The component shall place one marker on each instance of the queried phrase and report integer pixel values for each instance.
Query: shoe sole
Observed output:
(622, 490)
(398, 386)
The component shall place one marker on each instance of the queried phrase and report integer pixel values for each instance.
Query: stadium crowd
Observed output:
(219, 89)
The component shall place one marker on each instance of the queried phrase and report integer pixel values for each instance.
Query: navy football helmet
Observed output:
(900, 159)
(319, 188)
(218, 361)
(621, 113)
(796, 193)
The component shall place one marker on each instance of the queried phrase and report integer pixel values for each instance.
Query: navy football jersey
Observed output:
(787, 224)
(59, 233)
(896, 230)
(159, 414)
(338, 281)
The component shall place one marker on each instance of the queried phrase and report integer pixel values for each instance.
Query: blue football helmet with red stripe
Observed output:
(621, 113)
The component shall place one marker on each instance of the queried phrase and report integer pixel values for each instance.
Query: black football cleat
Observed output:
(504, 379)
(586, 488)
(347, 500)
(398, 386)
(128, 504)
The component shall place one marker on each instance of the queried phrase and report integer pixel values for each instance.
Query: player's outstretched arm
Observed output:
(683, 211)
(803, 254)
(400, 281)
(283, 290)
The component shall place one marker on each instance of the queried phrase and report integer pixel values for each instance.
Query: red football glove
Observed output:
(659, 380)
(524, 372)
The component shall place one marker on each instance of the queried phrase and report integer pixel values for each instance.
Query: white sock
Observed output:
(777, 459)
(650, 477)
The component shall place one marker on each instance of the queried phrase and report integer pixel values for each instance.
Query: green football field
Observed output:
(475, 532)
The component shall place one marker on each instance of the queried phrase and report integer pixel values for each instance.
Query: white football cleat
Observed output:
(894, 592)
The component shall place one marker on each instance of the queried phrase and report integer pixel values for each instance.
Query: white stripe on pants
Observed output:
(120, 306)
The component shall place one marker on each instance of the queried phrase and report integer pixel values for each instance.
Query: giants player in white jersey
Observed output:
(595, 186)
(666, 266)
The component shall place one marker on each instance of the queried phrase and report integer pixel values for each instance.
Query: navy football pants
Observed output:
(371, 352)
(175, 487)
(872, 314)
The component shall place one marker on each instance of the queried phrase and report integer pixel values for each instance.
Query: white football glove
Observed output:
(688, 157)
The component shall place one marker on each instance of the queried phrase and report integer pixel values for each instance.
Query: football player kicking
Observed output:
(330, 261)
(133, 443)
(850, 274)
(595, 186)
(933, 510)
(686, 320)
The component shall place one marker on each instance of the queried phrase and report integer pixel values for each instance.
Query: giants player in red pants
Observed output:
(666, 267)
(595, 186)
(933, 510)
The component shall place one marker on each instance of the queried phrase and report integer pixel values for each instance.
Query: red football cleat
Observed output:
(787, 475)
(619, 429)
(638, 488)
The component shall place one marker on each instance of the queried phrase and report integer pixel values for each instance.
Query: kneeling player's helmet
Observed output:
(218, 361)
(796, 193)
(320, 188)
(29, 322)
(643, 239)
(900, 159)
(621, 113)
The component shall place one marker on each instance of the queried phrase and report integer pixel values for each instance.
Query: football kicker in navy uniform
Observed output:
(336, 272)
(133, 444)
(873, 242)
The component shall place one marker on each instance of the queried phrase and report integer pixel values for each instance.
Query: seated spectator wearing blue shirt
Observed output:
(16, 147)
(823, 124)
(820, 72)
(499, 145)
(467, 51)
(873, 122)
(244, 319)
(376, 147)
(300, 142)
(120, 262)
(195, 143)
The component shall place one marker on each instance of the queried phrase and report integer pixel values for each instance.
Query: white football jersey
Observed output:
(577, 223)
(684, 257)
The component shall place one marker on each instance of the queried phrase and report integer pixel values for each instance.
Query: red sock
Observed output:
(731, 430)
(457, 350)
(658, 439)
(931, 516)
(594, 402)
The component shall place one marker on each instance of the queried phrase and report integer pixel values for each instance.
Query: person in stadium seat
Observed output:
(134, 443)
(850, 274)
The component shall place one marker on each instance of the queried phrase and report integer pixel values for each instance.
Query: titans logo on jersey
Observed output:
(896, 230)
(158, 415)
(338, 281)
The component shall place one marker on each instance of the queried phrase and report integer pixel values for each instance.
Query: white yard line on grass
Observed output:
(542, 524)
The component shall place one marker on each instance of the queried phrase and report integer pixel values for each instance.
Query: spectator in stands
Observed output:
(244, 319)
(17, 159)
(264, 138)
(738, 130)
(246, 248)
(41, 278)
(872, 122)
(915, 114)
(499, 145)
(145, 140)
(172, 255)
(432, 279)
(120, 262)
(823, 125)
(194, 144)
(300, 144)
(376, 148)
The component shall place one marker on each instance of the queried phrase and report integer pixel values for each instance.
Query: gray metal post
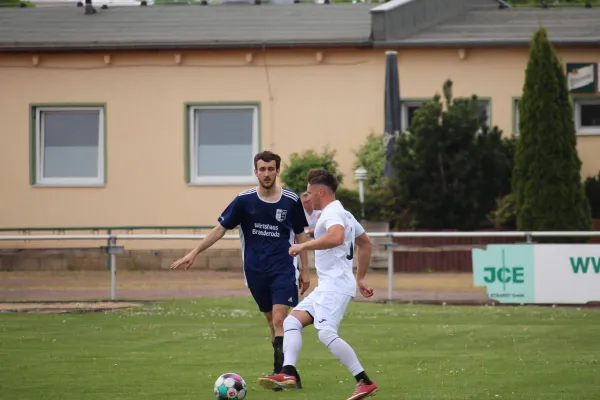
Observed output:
(113, 269)
(390, 249)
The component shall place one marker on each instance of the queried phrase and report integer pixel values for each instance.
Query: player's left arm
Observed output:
(364, 250)
(299, 222)
(333, 238)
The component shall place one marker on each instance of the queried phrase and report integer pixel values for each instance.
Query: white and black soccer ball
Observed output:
(230, 386)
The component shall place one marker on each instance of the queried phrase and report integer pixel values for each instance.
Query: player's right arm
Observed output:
(230, 218)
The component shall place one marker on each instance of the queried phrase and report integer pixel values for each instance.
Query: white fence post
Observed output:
(113, 268)
(390, 249)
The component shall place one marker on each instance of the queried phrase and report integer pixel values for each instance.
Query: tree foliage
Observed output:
(547, 185)
(371, 156)
(294, 173)
(451, 169)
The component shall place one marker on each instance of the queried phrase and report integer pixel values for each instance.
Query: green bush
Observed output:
(294, 173)
(505, 215)
(371, 156)
(451, 168)
(592, 192)
(547, 184)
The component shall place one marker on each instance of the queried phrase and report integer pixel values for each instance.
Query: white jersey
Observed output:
(334, 266)
(312, 218)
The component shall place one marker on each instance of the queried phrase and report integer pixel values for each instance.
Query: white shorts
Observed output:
(327, 308)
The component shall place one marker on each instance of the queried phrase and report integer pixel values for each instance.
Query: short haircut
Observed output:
(322, 177)
(267, 156)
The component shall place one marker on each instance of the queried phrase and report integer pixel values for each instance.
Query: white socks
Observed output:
(292, 340)
(341, 350)
(292, 344)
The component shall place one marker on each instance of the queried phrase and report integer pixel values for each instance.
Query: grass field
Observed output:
(176, 350)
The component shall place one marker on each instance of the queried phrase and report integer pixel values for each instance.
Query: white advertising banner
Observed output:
(539, 273)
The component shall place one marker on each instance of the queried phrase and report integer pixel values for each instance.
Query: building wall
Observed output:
(304, 104)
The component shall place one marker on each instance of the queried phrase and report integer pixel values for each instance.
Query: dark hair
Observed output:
(267, 156)
(322, 177)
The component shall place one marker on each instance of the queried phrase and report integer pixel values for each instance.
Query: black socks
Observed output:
(364, 377)
(290, 370)
(277, 354)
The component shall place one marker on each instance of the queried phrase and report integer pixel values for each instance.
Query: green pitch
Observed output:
(176, 350)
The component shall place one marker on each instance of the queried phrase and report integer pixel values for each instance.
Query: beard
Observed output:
(266, 185)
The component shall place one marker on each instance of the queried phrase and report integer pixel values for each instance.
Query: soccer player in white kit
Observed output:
(335, 234)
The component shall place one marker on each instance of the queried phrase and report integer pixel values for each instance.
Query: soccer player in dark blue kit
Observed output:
(270, 220)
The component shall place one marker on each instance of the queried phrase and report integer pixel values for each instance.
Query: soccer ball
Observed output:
(230, 386)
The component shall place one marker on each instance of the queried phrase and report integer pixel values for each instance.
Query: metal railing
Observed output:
(113, 249)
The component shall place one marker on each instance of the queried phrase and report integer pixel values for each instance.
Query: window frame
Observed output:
(404, 105)
(578, 102)
(37, 141)
(488, 110)
(191, 153)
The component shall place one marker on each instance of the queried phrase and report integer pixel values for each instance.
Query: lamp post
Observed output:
(361, 176)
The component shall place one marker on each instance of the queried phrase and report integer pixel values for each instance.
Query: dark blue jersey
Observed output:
(267, 230)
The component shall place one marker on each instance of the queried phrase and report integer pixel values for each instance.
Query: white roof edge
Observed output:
(390, 5)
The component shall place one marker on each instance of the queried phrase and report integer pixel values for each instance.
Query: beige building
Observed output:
(150, 116)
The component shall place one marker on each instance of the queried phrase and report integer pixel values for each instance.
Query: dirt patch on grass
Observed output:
(66, 307)
(94, 286)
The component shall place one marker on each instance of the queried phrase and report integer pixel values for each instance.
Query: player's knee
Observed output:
(327, 336)
(278, 320)
(291, 323)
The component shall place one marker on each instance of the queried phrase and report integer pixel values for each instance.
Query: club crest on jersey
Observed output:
(280, 215)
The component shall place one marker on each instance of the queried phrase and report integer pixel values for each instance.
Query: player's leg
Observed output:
(279, 314)
(329, 312)
(293, 324)
(261, 292)
(269, 318)
(284, 294)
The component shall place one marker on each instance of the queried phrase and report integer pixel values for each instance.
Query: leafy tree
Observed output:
(371, 156)
(592, 191)
(452, 168)
(547, 185)
(294, 173)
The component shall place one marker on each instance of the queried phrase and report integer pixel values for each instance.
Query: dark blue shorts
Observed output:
(270, 290)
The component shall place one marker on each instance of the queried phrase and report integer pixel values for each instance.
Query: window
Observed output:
(223, 141)
(408, 112)
(516, 116)
(587, 116)
(69, 146)
(484, 108)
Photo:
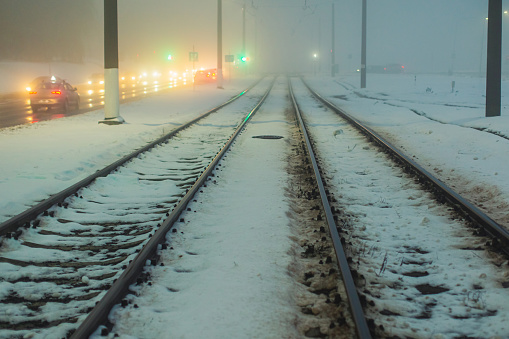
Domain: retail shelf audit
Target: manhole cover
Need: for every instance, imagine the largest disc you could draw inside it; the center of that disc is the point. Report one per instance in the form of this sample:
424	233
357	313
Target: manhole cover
268	137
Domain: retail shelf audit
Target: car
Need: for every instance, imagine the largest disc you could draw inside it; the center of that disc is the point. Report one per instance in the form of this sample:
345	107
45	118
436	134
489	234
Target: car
205	75
54	93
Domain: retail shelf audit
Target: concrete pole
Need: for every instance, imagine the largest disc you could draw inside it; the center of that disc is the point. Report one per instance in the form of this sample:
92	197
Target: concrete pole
363	46
494	59
111	85
219	45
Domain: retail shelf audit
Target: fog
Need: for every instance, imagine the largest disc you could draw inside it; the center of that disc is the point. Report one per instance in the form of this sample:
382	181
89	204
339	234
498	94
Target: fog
280	35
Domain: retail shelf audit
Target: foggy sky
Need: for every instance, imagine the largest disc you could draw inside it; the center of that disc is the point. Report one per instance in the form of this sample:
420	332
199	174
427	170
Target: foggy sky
282	35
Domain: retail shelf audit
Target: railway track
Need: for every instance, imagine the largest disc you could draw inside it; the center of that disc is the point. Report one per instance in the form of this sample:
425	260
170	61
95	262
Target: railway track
59	257
413	256
426	262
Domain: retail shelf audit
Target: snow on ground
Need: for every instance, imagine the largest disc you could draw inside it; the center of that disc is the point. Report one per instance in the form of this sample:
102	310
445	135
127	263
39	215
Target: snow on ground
16	76
43	158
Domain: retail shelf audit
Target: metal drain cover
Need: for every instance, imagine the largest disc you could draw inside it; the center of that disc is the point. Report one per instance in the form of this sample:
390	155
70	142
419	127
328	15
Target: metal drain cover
268	137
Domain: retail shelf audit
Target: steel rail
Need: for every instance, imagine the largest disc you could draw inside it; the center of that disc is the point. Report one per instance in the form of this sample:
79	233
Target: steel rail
498	232
351	290
24	218
120	288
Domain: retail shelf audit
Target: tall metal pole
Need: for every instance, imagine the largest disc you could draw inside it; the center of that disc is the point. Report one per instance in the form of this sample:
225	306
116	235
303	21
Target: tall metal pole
219	45
363	46
333	48
111	85
494	59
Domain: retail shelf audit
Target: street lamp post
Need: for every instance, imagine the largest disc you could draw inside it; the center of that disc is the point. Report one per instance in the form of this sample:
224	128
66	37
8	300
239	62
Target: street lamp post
494	59
333	48
111	85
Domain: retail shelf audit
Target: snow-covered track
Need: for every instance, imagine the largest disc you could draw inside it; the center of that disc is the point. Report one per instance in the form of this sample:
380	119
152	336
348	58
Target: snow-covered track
479	219
10	227
351	290
58	258
423	266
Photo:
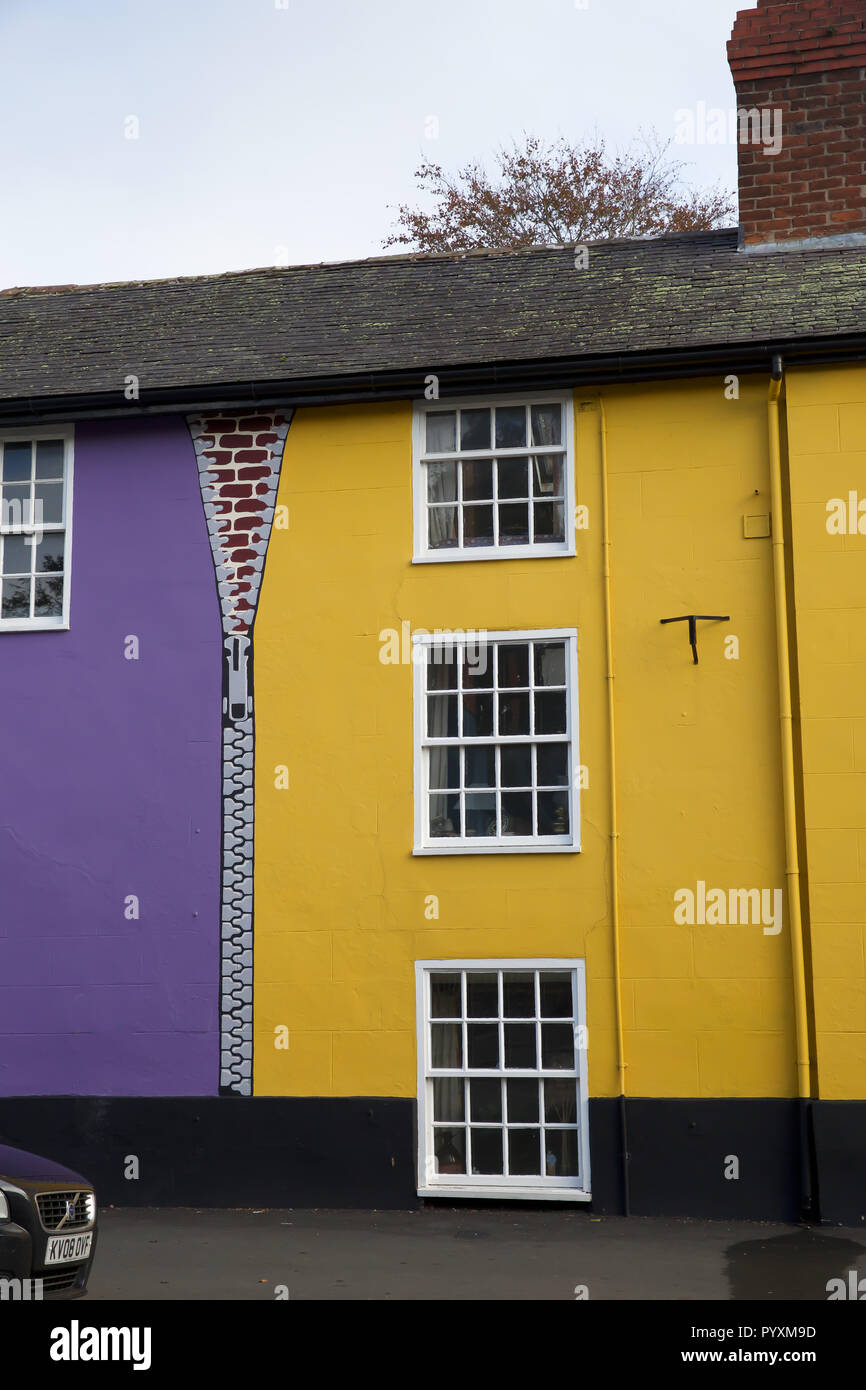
=-=-=
REQUIREMENT:
Would you give the number of lines of the data that include the string "stripe"? Nothing else is wanted.

ANSWER BELOW:
2